En ce mois d’août, Boulevard Voltaire aura l’honneur et le privilège de faire découvrir à ses lecteurs le dernier livre inédit de Christian Combaz.
Alors que cet ouvrage avait été commandé puis validé par une célèbre maison d’édition, la publication en a brutalement été annulée juste avant les élections présidentielles…
Christian Combaz, merci d’avoir choisi Boulevard Voltaire pour faire connaître ce livre visiblement trop dérangeant pour être publié en période électorale… Vous a-t-on donné une explication ?
Aucune. Je peux même dire que le texte a été relu par un ami de l’éditeur, un magistrat spécialisé dans tout ce qui pouvait « déranger ». Son avis juridique était qu’à part deux adjectifs, rien n’était fâcheux, mais sur le plan idéologique, il en était autrement, selon toute évidence. Donc après quelques semaines d’enthousiasme éditorial (et le matin même d’un déjeuner qui devait nous réunir avec l’attaché de presse), rideau sous la forme d’un coup de fil (« Je vous envoie un email, mais ça ne va pas être possible »). Le courrier qui a suivi disait : « Je vous confirme que je ne suis pas en mesure de publier ce texte, vous pouvez garder l’à-valoir et je vous rends les droits. » C’est un cas rarissime qui confirme l’atmosphère d’autocensure qui règne dans le pays. On ne vous dit pas de la fermer, on vous dit de ne pas l’ouvrir.
Ce livre procède à la fois de l’essai et du témoignage. Pourquoi avez-vous eu envie de l’écrire ?
Parce que l’explication que l’on donne de ce qui nous arrive depuis trente ou quarante ans est systématiquement biaisée pour nous faire avaler une vérité dont nous ne voulons pas. Zemmour parlait de « suicide français » ; à lui seul, ce titre justifie ma réaction : c’est une thèse fallacieuse. Je la récuse, la France n’a pas commis de tentative de suicide, on a organisé son assassinat (raté), qu’on a ensuite déguisé en suicide mais elle bouge encore et elle va porter plainte.
Qui, « on » ? Pour résumer, et c’est là le principal de ma thèse, les Américains, la machine propagandiste culturelle, militaire, économique américaine, qui s’est déchaînée depuis Clinton dans nos médias, nos institutions, nos entreprises. Ils ne pouvaient plus supporter notre indépendance récurrente chatouilleuse, gaullienne, notre souverainisme économique et militaire, il fallait y mettre un terme. Au nom du commerce, d’abord, et puis surtout au nom de l’OTAN. Résultat : trois Présidents français coup sur coup ont été les chiens couchants de l’influence américaine : Nicolas Sarkozy, Hollande et désormais Macron.

◆ CONSIGNE ◆
Remplacez « magistrat » par « juriste » dans le passage de l'entretien qui commence aux mots « Aucune. Je peux » et s'arrête après « ne pas l’ouvrir. », puis réécrivez ce passage.

[Exemples d'étiquetage de masques]
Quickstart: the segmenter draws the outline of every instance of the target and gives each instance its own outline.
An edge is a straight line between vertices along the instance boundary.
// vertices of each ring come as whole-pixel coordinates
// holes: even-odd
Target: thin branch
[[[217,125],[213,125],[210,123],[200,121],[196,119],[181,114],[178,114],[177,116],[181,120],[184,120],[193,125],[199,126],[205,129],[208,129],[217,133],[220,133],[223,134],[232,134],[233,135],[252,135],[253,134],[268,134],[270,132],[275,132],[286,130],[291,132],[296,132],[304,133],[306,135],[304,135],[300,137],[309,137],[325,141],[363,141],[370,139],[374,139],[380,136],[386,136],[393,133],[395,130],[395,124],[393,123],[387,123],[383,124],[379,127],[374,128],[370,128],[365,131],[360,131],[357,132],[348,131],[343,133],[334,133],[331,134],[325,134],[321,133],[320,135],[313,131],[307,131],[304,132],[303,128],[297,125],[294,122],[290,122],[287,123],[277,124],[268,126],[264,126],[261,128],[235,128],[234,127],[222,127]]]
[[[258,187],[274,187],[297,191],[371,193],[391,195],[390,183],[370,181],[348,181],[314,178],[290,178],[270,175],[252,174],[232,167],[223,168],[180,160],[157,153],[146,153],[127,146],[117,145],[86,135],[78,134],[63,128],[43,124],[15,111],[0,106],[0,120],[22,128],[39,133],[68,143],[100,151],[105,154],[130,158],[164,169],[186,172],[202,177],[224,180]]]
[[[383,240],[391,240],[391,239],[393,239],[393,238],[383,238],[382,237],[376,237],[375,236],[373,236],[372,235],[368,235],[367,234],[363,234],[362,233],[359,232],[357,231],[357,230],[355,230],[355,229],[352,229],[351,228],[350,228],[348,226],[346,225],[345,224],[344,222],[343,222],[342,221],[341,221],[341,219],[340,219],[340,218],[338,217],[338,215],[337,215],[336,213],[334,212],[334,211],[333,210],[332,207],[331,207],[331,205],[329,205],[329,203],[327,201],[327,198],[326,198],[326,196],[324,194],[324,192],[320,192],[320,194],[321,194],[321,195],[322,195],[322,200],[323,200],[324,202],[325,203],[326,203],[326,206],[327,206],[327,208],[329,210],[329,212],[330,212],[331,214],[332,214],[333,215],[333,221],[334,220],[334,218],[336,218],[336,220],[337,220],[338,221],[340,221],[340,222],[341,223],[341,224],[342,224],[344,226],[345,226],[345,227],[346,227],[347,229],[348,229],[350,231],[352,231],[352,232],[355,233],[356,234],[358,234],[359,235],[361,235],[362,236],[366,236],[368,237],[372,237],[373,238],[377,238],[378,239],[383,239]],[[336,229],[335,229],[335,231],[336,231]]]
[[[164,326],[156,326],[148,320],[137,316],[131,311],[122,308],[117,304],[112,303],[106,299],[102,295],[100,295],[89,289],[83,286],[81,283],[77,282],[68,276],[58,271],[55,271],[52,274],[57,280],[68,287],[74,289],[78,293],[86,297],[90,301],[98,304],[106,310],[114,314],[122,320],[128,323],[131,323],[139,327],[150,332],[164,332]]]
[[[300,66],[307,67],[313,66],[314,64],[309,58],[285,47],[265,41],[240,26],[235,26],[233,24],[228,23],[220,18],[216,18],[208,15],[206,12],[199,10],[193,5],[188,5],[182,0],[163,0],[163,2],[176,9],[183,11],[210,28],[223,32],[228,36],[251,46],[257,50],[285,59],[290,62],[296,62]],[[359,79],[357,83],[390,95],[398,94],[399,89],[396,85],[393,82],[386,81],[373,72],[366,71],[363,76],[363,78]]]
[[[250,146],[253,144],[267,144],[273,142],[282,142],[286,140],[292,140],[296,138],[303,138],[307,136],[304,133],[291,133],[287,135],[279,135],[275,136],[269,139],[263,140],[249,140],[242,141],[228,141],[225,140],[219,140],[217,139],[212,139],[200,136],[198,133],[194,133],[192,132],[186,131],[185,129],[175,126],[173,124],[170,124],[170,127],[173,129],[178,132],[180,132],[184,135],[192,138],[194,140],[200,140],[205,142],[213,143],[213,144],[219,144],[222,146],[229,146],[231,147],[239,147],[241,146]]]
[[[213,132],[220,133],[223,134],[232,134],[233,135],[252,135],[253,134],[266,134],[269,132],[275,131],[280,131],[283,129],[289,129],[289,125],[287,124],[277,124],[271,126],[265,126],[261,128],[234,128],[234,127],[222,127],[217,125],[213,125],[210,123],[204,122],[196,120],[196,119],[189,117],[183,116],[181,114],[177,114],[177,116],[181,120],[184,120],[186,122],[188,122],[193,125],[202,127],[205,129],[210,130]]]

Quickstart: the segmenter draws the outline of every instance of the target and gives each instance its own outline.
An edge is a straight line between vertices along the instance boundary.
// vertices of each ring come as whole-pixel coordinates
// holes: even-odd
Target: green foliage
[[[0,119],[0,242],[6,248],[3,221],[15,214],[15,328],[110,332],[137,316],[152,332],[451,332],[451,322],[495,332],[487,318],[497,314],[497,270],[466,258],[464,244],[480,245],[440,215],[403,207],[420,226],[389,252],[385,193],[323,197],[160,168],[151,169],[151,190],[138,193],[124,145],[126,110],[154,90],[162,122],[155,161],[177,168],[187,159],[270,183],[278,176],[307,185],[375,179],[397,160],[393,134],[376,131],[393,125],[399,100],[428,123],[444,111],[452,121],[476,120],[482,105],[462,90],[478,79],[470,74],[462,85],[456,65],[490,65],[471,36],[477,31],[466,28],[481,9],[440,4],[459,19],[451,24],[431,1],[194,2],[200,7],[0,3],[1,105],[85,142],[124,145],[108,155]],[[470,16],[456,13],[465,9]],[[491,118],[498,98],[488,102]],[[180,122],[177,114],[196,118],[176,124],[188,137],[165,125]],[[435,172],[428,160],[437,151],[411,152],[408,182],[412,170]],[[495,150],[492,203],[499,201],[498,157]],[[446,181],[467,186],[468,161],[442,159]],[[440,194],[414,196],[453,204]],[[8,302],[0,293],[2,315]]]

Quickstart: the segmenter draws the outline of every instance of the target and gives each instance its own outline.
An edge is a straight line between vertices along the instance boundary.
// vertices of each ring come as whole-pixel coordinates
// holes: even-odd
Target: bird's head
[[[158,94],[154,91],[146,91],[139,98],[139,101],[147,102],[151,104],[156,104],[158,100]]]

◆ CORRIGÉ ◆
Aucune. Je peux même dire que le texte a été relu par un ami de l’éditeur, un juriste spécialisé dans tout ce qui pouvait « déranger ». Son avis juridique était qu’à part deux adjectifs, rien n’était fâcheux, mais sur le plan idéologique, il en était autrement, selon toute évidence. Donc après quelques semaines d’enthousiasme éditorial (et le matin même d’un déjeuner qui devait nous réunir avec l’attaché de presse), rideau sous la forme d’un coup de fil (« Je vous envoie un email, mais ça ne va pas être possible »). Le courrier qui a suivi disait : « Je vous confirme que je ne suis pas en mesure de publier ce texte, vous pouvez garder l’à-valoir et je vous rends les droits. » C’est un cas rarissime qui confirme l’atmosphère d’autocensure qui règne dans le pays. On ne vous dit pas de la fermer, on vous dit de ne pas l’ouvrir.